» DATA SUPPLIED

-- Start --

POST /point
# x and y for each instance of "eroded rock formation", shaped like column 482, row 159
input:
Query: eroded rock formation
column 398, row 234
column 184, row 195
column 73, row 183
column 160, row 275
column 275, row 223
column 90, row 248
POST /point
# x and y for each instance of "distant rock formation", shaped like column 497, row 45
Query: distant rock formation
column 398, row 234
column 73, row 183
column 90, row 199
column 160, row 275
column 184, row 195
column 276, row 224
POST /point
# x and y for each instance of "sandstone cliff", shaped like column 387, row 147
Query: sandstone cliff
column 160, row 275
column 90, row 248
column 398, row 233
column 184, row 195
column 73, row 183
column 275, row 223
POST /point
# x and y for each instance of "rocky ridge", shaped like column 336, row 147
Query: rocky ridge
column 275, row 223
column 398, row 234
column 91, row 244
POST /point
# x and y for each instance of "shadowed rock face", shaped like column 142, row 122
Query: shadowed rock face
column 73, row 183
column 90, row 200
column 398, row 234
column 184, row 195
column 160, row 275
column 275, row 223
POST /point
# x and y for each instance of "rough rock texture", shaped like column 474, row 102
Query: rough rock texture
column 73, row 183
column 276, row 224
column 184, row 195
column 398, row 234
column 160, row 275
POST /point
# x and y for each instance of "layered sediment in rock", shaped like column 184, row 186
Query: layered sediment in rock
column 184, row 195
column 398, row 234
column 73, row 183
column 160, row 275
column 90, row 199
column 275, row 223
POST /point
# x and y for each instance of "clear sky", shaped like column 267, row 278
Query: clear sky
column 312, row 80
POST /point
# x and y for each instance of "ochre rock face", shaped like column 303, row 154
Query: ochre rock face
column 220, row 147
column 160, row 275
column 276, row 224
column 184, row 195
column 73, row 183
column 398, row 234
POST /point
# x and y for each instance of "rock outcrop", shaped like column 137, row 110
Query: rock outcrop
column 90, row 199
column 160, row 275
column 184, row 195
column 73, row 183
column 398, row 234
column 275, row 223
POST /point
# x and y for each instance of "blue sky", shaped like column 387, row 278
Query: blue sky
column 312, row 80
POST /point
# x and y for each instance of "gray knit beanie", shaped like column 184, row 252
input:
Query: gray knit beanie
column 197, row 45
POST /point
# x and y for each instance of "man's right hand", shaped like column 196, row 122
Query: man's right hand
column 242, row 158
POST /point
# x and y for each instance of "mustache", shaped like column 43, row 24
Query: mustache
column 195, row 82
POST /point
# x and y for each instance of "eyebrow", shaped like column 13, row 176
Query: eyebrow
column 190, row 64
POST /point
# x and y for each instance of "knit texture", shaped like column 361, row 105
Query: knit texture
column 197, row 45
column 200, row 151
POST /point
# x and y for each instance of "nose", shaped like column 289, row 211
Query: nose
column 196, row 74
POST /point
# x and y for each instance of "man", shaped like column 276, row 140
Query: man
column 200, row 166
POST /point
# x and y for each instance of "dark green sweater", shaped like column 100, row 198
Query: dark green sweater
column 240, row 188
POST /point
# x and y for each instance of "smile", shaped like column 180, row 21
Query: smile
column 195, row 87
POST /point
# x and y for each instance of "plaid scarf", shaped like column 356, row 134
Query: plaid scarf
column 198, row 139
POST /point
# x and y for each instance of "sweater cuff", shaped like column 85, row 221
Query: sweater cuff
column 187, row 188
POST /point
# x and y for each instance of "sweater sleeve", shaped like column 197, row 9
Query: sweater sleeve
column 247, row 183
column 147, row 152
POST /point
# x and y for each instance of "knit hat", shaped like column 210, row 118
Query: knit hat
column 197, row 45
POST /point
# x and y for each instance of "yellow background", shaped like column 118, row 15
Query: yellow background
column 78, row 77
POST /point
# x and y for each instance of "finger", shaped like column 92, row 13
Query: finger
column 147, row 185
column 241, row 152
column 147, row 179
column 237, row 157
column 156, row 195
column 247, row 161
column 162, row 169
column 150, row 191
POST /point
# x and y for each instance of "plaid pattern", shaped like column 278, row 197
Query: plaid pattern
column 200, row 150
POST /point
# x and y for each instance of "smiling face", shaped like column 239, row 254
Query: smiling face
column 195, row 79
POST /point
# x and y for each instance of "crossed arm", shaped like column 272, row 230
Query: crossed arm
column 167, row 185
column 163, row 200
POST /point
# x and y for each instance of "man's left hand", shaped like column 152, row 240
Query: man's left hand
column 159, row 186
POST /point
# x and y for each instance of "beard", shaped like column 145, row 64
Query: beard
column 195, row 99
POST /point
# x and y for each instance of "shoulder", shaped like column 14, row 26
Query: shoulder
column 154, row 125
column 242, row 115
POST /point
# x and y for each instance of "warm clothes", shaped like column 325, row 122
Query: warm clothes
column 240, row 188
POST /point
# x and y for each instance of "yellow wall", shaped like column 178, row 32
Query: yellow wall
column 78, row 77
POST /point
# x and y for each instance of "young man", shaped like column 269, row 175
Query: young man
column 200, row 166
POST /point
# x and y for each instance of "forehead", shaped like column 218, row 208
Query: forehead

-- End --
-- Start --

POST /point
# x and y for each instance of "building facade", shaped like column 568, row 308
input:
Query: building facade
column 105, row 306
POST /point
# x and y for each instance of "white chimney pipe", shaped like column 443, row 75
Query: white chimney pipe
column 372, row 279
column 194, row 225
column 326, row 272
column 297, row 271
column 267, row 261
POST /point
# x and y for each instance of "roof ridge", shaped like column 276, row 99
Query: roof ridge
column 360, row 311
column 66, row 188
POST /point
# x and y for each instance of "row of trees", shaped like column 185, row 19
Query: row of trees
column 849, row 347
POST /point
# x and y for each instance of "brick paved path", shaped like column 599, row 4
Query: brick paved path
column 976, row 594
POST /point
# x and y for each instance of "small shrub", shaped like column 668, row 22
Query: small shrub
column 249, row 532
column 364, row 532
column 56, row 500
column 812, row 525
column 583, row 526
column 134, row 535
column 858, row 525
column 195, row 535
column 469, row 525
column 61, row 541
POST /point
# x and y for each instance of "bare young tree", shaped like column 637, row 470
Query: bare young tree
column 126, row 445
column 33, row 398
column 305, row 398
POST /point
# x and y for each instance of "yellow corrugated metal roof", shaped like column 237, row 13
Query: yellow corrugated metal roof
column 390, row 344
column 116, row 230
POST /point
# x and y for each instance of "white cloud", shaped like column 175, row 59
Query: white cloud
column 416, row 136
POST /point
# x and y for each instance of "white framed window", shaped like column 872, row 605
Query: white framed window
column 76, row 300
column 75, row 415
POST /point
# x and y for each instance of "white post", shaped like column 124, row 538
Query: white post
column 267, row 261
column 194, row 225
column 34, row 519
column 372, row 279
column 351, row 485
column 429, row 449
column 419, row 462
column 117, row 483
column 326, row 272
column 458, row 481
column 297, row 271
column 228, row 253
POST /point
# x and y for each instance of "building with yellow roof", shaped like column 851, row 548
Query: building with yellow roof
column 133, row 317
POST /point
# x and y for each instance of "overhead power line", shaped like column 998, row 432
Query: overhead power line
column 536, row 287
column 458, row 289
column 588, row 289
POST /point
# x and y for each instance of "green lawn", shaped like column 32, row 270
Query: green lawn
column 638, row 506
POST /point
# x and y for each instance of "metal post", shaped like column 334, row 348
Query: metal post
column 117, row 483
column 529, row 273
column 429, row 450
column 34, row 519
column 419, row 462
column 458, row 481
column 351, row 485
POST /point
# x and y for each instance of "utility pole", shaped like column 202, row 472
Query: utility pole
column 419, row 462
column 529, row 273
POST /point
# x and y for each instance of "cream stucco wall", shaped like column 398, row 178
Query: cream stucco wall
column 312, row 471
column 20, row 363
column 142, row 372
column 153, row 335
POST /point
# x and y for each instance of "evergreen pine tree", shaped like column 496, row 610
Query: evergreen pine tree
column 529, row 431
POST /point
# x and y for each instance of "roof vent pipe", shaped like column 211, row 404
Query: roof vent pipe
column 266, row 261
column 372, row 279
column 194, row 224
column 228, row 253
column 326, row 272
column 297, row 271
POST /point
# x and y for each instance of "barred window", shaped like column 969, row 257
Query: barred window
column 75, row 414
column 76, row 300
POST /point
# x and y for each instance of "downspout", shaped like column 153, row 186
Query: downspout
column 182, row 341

-- End --

Return every line above that contains the word "plaid".

» RESULT OF THE EXERCISE
# x and y for each instance of "plaid scarf", shaped like column 356, row 134
Query: plaid scarf
# x and y for each instance of "plaid pattern", shaped like column 278, row 197
Query: plaid pattern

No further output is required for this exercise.